In the second sentence:  “This trust land would be restricted against future development, but would continue to provide revenue to the trust for schools and other public institutions through sales of “provisional reserve lands” for conservation purposes, existing and future leases, special use permits and other uses that will continue to be permitted.”  She noted the language was taken out of the initiative and mirrors the language on pages 1 and 2. 

 

The last sentence in paragraph 1 has been changed:  “The costs associated with the Board can be paid with appropriations from the Legislature and supplemented by funds from the trust lands management fund” described in paragraph 8 below.”  Again that comes directly from the initiative on page 3.

 

The language in paragraph 3, “Generally the land in the Conservation Reserve must be restricted against “development” and be managed in a manner consistent with “conservation” as those terms are defined in this proposal, and subject to the following:”  She said she deleted the words  “but not required to be accessible to the public unless and until conveyed out of the state land trust.”
──────────
* WRITTEN REQUEST *
Continue the passage on revisions to the trust land conservation initiative, picking up after its last sentence. The material that follows is from a separate source and is unrelated to the passage on revisions to the trust land conservation initiative.

* DATA EXCERPT *
──────────
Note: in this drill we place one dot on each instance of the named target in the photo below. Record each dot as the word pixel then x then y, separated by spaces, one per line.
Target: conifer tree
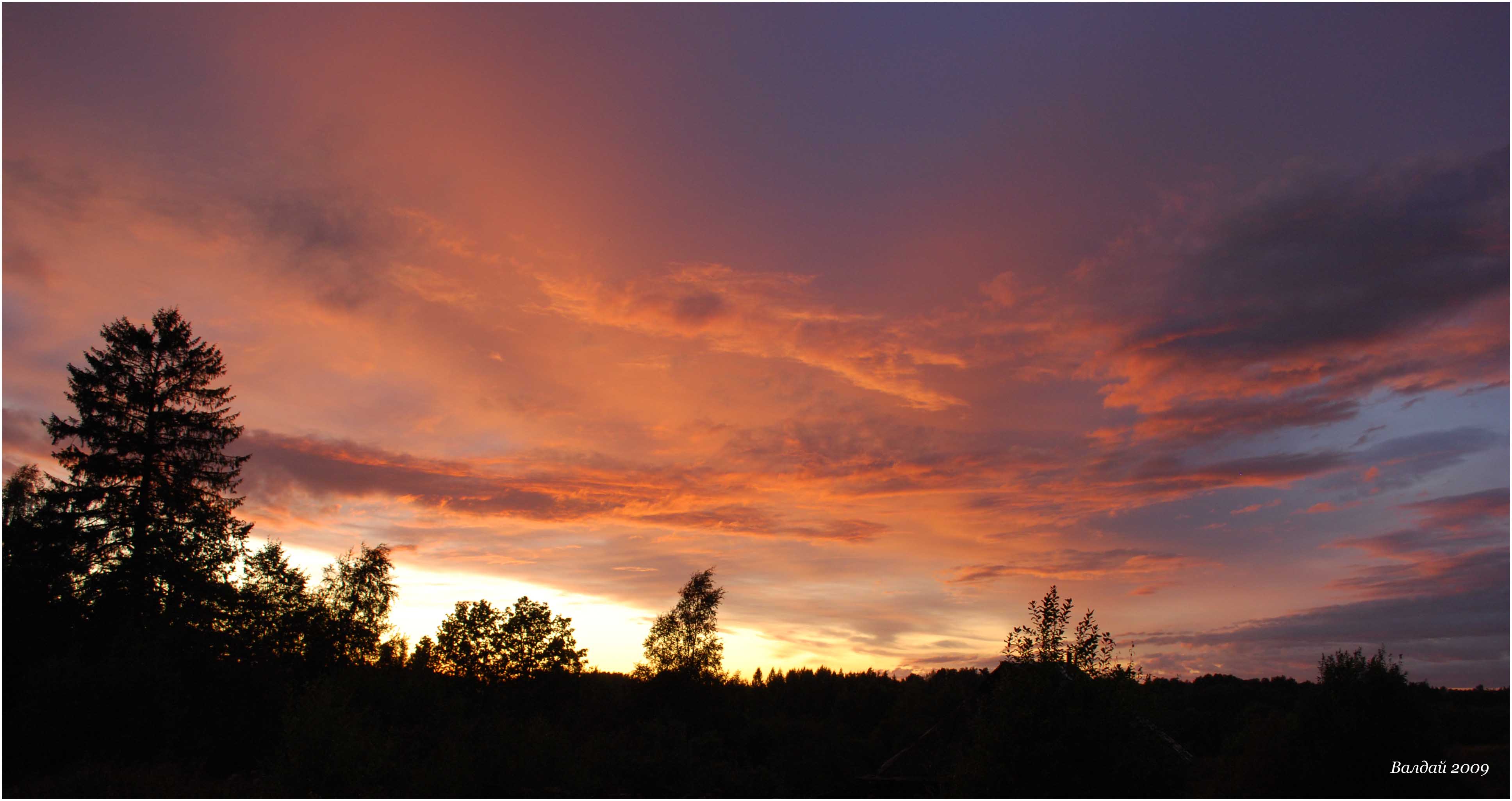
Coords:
pixel 149 477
──────────
* OUTPUT BELOW *
On page 2, paragraph 7, the words “the designated conservation land must be restricted against “development” and be managed in a manner consistent with “conservation.” were deleted.  Additionally, the words “but not required to be accessible to the public unless and until conveyed out of the state land trust” were deleted.  Again, that comes from the first page of the initiative and applies also to the change made in relation to that on the first page of the amendment.

 

The following was added to paragraph 8:  “Currently, all of the proceeds go to benefit schools and other beneficiaries of the state trust.”

 

Representative Lopez moved that the above changes be made to the Legislative Council analysis (Attachment 4).

 

 Chairman Weiers queried whether Mr. Liburdi was consulted on these changes.  Representative Lopez advised that she met with him 15 minutes prior to this meeting and reviewed the proposed amendment.

 

Chairman Weiers asked Mr. Liburdi if he had a hand in these changes.  Mr. Liburdi replied in the affirmative.  Chairman Weiers asked Mr. Liburdi if he supports the changes.  Mr. Liburdi said he does.

 

Senator Linda Gray questioned where the language in paragraph 7 of the proposed amendment referring to the deleted portion “but not required to be accessible to the public” is in the document.  Mr. Liburdi stated there is nothing in this amendment that requires that land be restricted to the public at any time.  By stating that the land is not required to be accessible to the public unless and until conveyed out of the trust misleads the voters into thinking that they will not be able to use the land for any purpose until it is conveyed.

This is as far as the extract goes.